◆ **DOCUMENT TEXT**
Our Johnny is the Only One Dancing in Time: Chapter 7
An occasional series of possibly true scenes from a perfectly normal life. Let's call it faction.
Chapter 7: Adventures on the Wheels of Steel
(Want to read previous chapters first? Links at the bottom)
We are giggling in the cubicle when the opening of the main door to the toilet briefly allows the distant sounds emanating from the wedding reception we have abandoned upstairs to filter through. We both look at each other.
“That’s not….?” says the Music Store Owner
“It fucking is!” I declare.
The chugging blues riff of Hawkwind’s Silver Machine is now in full flow above us.
“It’s an electric line, to your zodiac sign” sings Lemmy.
“Get that fucking thing off!” we both respond.
We bolt out of the door and hurtle up the stairs. The Keyboard Policeman, to whom we have entrusted temporary ownership of the decks, speakers, and lights which make up our latest business venture has magically introduced a new box of records into our carefully planned mix. Poking from the top of this selection is the sleeve for the aforementioned trip on a magical surfboard with Lemmy and his chums which is currently entertaining exactly one person out of the 300 invited wedding guests, that person being the Keyboard Policeman. As we rush towards the decks to remove it, we can already see that he has lined up his next crowd-pleaser.
“Do you want to ride, see yourself going by?” Lemmy asks. Judging by the looks on the faces of the Bride and Groom, they don’t seem keen.
Knowing that our attitude towards his sonic choices will be to replace his selection as quickly and efficiently as possible, the Keyboard Policeman has taken the precaution of moving various bits and pieces around him to create a protective barricade. Access to the decks is only possible via a tight entrance that he has created by placing booby-traps of leads, boxes and lighting towers in a circle around him. He has taken up occupancy of the remaining entrance alleyway and assumed a Bruce Lee style defensive pose. I try to get around this by ducking under the light tower, but trip over the stand. The Music Store Owner engages in hand to hand combat, but this fella has received personal defence training. As Hawkwind gently fade into the distance with their assurances that they are in possession of an intergalactic exploration device, The Keyboard Policeman places one firm foot on my head to hold me to the floor, twists the arm of the Music Store Owner up behind his back, then reaches his other hand around behind him to slide the fader from left to right as he leans into the microphone and announces “this one is for everyone that has been asking me for it all night, here’s a bit of Doris Day”.

Photo-based point labeling records:
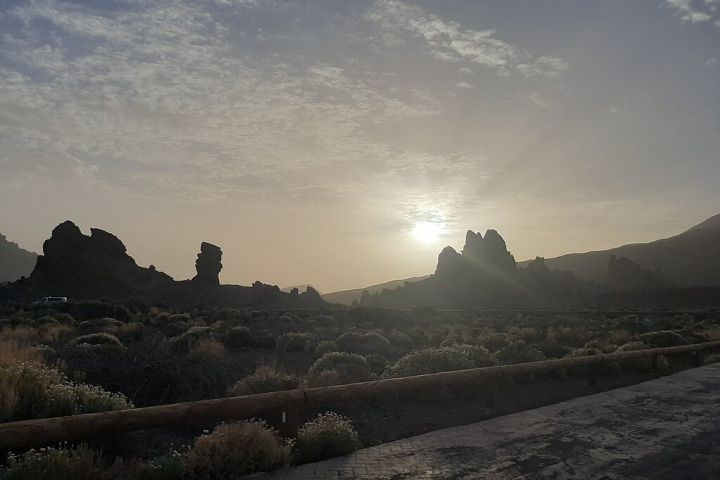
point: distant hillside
(346, 297)
(15, 262)
(691, 258)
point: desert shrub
(77, 463)
(336, 368)
(105, 341)
(243, 337)
(585, 352)
(376, 362)
(208, 348)
(178, 317)
(519, 352)
(239, 337)
(232, 316)
(324, 347)
(479, 356)
(453, 339)
(632, 346)
(150, 372)
(64, 318)
(106, 324)
(430, 360)
(363, 343)
(329, 435)
(13, 351)
(291, 342)
(184, 342)
(265, 379)
(712, 358)
(88, 309)
(235, 449)
(169, 467)
(552, 349)
(45, 321)
(494, 342)
(402, 339)
(174, 329)
(665, 338)
(31, 390)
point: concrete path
(668, 428)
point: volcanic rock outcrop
(208, 264)
(97, 266)
(480, 255)
(624, 274)
(484, 274)
(74, 264)
(15, 262)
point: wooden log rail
(47, 431)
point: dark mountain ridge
(97, 266)
(688, 259)
(15, 262)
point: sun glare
(428, 232)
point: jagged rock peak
(107, 242)
(208, 264)
(449, 261)
(65, 238)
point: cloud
(449, 41)
(694, 11)
(170, 99)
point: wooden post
(286, 421)
(47, 431)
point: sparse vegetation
(58, 363)
(235, 449)
(329, 435)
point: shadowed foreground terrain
(663, 428)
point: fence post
(286, 422)
(697, 358)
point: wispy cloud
(697, 11)
(450, 41)
(164, 97)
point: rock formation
(208, 265)
(624, 274)
(74, 264)
(15, 262)
(479, 256)
(97, 266)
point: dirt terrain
(663, 428)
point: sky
(344, 143)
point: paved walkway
(668, 428)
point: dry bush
(363, 343)
(32, 335)
(329, 435)
(265, 379)
(325, 346)
(293, 342)
(12, 351)
(236, 449)
(207, 348)
(519, 352)
(336, 368)
(31, 390)
(78, 463)
(430, 360)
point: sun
(428, 232)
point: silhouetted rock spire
(208, 264)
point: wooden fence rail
(288, 403)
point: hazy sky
(309, 138)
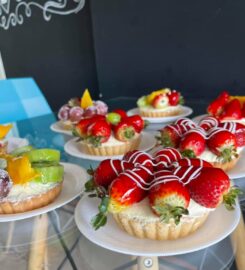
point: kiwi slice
(43, 155)
(21, 150)
(49, 174)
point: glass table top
(52, 240)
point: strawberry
(195, 162)
(121, 112)
(232, 111)
(168, 197)
(209, 122)
(80, 129)
(169, 136)
(98, 132)
(174, 98)
(223, 144)
(160, 101)
(163, 158)
(192, 143)
(138, 157)
(124, 131)
(127, 189)
(137, 122)
(210, 187)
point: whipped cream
(27, 191)
(143, 211)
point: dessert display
(161, 196)
(112, 134)
(4, 129)
(228, 108)
(219, 143)
(80, 108)
(29, 179)
(160, 103)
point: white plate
(219, 224)
(198, 118)
(57, 127)
(74, 180)
(148, 141)
(185, 112)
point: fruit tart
(29, 179)
(4, 129)
(113, 134)
(228, 108)
(160, 103)
(219, 143)
(80, 108)
(159, 197)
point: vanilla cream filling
(27, 191)
(167, 108)
(142, 211)
(209, 156)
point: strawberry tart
(159, 197)
(211, 140)
(113, 134)
(160, 103)
(228, 108)
(79, 108)
(29, 179)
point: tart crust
(8, 207)
(157, 230)
(155, 113)
(110, 150)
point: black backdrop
(128, 47)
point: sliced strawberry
(124, 131)
(98, 133)
(209, 187)
(192, 144)
(223, 144)
(169, 136)
(121, 112)
(160, 101)
(209, 122)
(169, 198)
(137, 122)
(139, 157)
(232, 111)
(163, 158)
(175, 98)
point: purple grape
(5, 184)
(90, 111)
(63, 113)
(101, 107)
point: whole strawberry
(98, 133)
(169, 136)
(223, 144)
(124, 131)
(169, 198)
(192, 144)
(211, 187)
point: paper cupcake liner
(35, 202)
(157, 230)
(154, 113)
(112, 150)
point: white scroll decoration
(13, 12)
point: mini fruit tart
(80, 108)
(29, 179)
(160, 103)
(211, 140)
(228, 108)
(113, 134)
(159, 197)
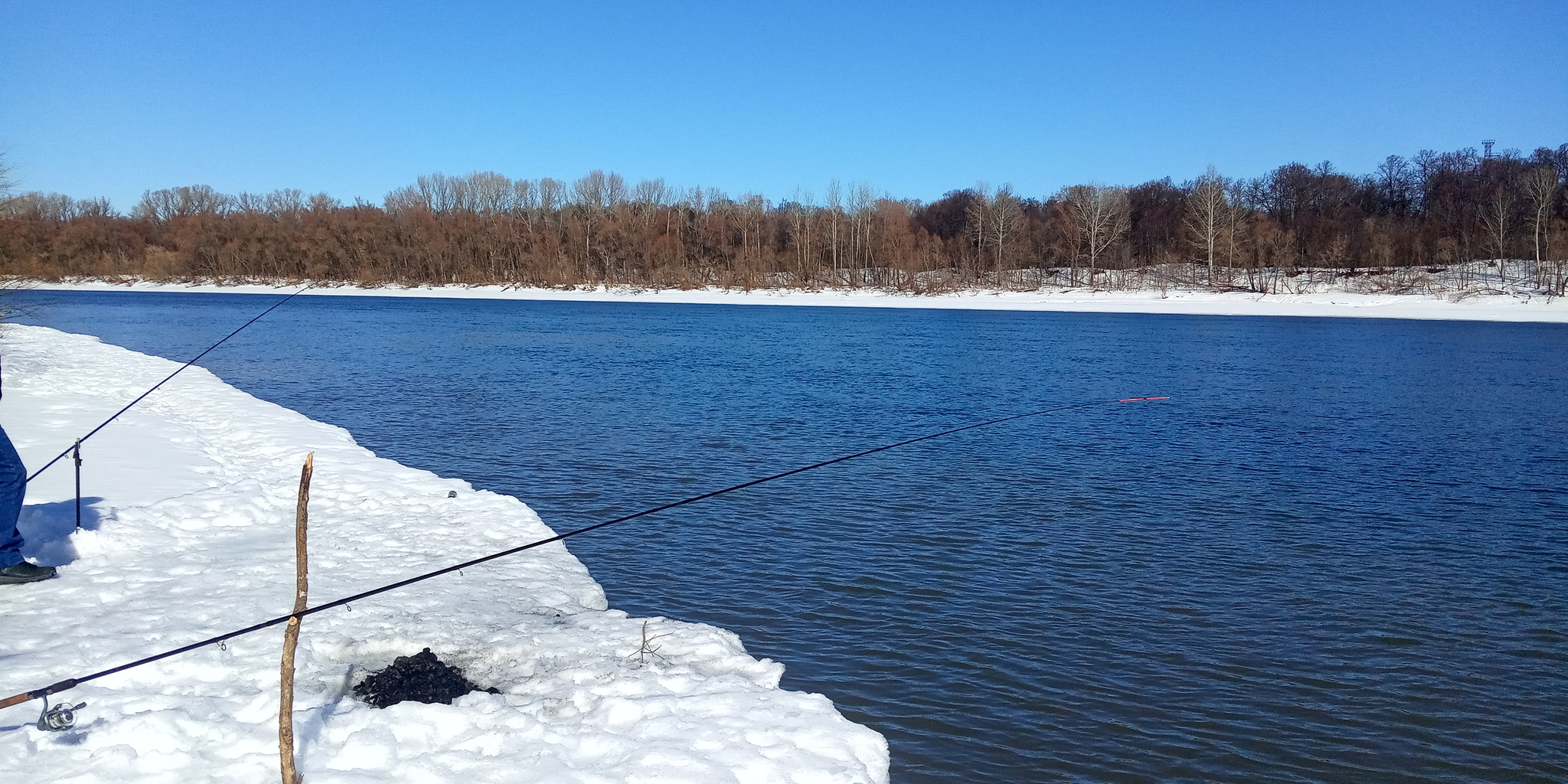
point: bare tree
(1494, 220)
(1004, 212)
(1207, 217)
(1540, 187)
(7, 181)
(1102, 218)
(175, 203)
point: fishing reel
(60, 717)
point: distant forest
(1402, 224)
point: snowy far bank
(1478, 308)
(188, 532)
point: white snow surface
(1478, 308)
(190, 534)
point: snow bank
(188, 534)
(1481, 308)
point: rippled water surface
(1338, 554)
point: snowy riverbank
(1478, 308)
(188, 534)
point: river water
(1338, 554)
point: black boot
(25, 573)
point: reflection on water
(1340, 554)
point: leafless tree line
(1412, 223)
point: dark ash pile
(419, 678)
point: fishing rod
(77, 446)
(73, 682)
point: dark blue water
(1340, 554)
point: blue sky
(109, 100)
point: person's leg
(13, 486)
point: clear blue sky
(109, 100)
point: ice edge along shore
(188, 532)
(1478, 308)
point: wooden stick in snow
(292, 631)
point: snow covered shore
(188, 532)
(1479, 308)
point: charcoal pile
(419, 678)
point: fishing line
(73, 682)
(77, 446)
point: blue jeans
(13, 485)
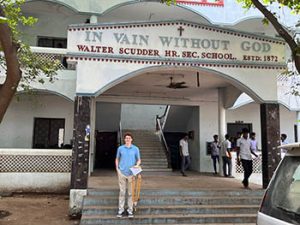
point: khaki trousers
(123, 181)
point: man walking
(128, 156)
(215, 152)
(226, 156)
(244, 155)
(184, 153)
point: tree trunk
(281, 31)
(13, 72)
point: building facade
(217, 66)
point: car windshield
(282, 200)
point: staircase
(152, 152)
(219, 207)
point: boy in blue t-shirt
(128, 155)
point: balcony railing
(53, 54)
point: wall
(193, 125)
(287, 121)
(35, 170)
(108, 116)
(19, 134)
(250, 113)
(140, 117)
(178, 118)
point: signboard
(174, 41)
(202, 2)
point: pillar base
(76, 202)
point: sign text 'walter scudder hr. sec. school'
(196, 48)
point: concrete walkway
(107, 179)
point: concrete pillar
(93, 19)
(222, 123)
(270, 135)
(222, 115)
(80, 153)
(92, 136)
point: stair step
(175, 209)
(184, 193)
(179, 200)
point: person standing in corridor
(244, 155)
(215, 152)
(184, 154)
(128, 156)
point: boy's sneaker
(130, 215)
(120, 214)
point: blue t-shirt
(128, 156)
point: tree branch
(281, 31)
(13, 72)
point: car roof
(293, 148)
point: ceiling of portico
(256, 26)
(154, 85)
(150, 11)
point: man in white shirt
(215, 152)
(184, 153)
(244, 155)
(226, 157)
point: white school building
(209, 67)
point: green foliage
(168, 2)
(34, 68)
(294, 5)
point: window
(48, 133)
(52, 42)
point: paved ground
(169, 180)
(31, 209)
(36, 209)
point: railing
(35, 170)
(164, 117)
(53, 54)
(163, 140)
(120, 133)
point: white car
(281, 203)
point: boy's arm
(117, 163)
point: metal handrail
(120, 133)
(162, 137)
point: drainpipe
(298, 126)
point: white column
(298, 126)
(92, 136)
(222, 115)
(222, 123)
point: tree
(270, 16)
(21, 65)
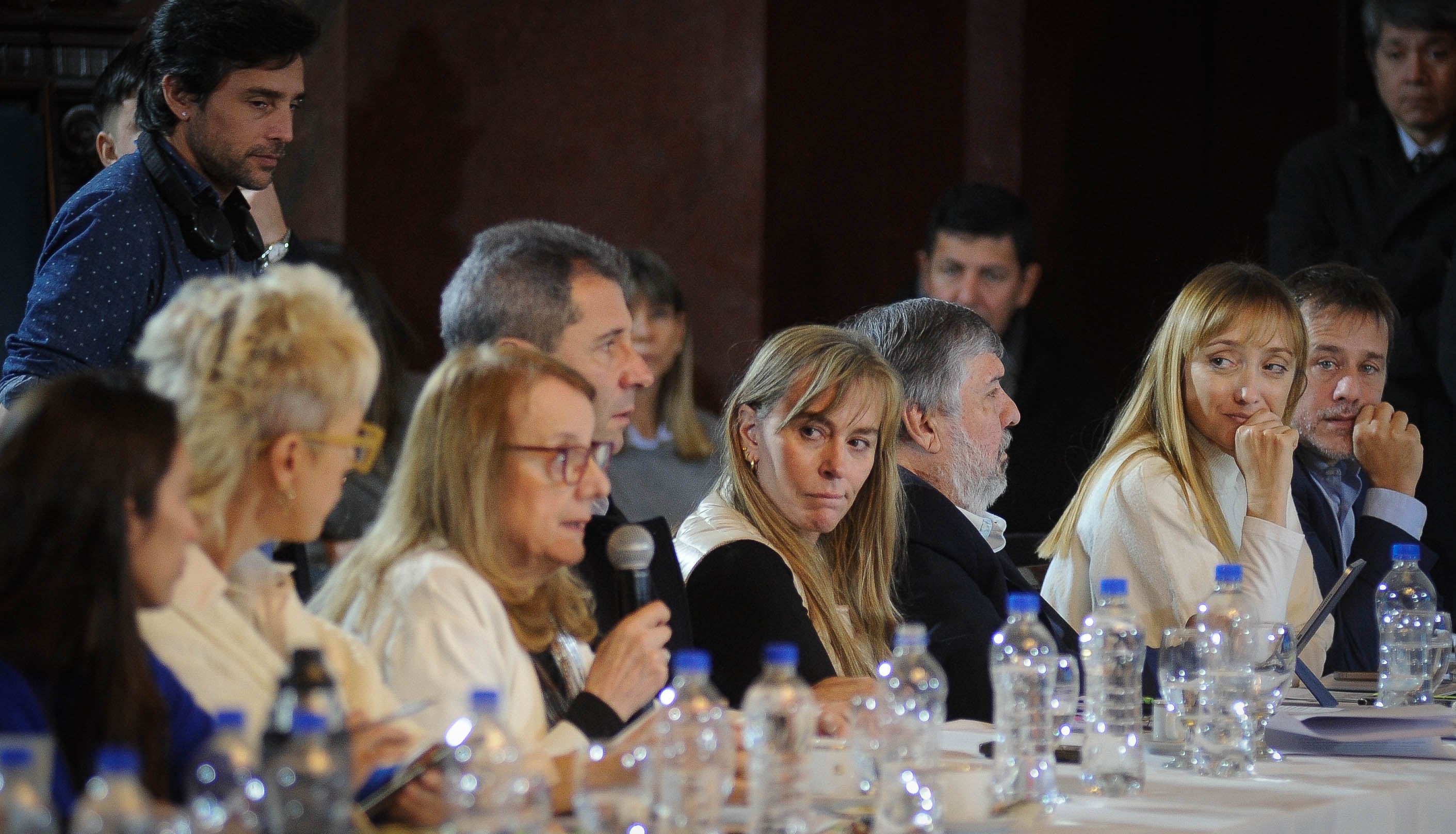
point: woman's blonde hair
(1155, 421)
(854, 564)
(447, 488)
(251, 360)
(653, 281)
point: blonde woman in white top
(271, 377)
(1198, 468)
(465, 581)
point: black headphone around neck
(210, 232)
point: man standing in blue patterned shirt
(216, 113)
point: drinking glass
(1444, 645)
(1178, 680)
(612, 791)
(1225, 728)
(1066, 695)
(1272, 657)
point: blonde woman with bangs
(797, 540)
(465, 580)
(271, 377)
(1198, 468)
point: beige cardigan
(229, 639)
(1142, 527)
(439, 631)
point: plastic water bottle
(306, 689)
(1228, 607)
(308, 785)
(693, 750)
(114, 801)
(1023, 682)
(1223, 734)
(487, 781)
(1404, 609)
(781, 716)
(912, 691)
(25, 807)
(224, 791)
(1113, 654)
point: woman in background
(1198, 468)
(394, 399)
(797, 542)
(669, 460)
(271, 377)
(94, 506)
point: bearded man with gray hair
(954, 437)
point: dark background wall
(641, 121)
(782, 156)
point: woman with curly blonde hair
(798, 539)
(1198, 468)
(270, 377)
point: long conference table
(1304, 794)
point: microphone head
(631, 548)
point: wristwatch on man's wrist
(276, 252)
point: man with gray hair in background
(560, 290)
(954, 437)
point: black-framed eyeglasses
(568, 463)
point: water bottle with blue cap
(224, 789)
(25, 806)
(1113, 651)
(114, 801)
(1405, 611)
(913, 691)
(1023, 683)
(693, 749)
(781, 715)
(308, 785)
(488, 782)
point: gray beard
(1306, 437)
(977, 479)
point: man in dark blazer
(980, 252)
(1359, 459)
(1381, 196)
(954, 440)
(558, 288)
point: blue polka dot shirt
(112, 256)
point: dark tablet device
(1329, 604)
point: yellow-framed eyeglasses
(366, 444)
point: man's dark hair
(985, 212)
(1345, 288)
(517, 283)
(1429, 15)
(117, 84)
(200, 41)
(927, 341)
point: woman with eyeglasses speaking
(465, 580)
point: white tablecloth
(1305, 795)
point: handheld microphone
(629, 549)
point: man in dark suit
(954, 440)
(980, 252)
(1359, 459)
(1381, 196)
(558, 288)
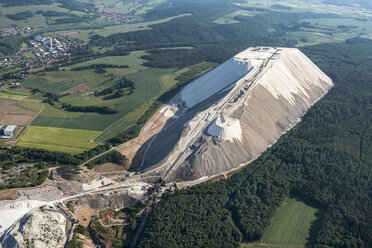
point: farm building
(10, 130)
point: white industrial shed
(10, 130)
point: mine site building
(10, 130)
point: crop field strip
(72, 141)
(166, 82)
(291, 224)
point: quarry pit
(217, 124)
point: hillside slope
(262, 99)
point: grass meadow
(72, 141)
(291, 224)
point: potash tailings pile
(233, 113)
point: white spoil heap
(225, 128)
(262, 92)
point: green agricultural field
(133, 60)
(34, 106)
(7, 95)
(86, 33)
(37, 20)
(59, 81)
(147, 88)
(166, 80)
(72, 141)
(291, 224)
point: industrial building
(10, 130)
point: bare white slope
(225, 128)
(42, 229)
(293, 74)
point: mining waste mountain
(232, 114)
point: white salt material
(225, 128)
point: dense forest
(325, 160)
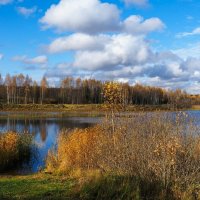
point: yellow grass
(154, 148)
(14, 148)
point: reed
(160, 152)
(15, 149)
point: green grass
(43, 186)
(35, 187)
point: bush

◆ **TASKS AND EXERCISES**
a) Using the chapter above, decide whether each statement agrees with it, answering yes or no and quoting the words that settle it: (i) The wedding reception is taking place upstairs. (ii) The wedding had 500 invited guests. (iii) The Keyboard Policeman has had personal defence training.
b) Reproduce the passage of the chapter above starting with "Our Johnny is" and going on through "call it faction.".
c) In the chapter above, which Hawkwind song is playing upstairs?

◆ **TASK SOLUTIONS**
a)
(i) Yes: "the wedding reception we have abandoned upstairs"
(ii) No: "the 300 invited wedding guests"
(iii) Yes: "this fella has received personal defence training"

b)
Our Johnny is the Only One Dancing in Time: Chapter 7
An occasional series of possibly true scenes from a perfectly normal life. Let's call it faction.

c) Silver Machine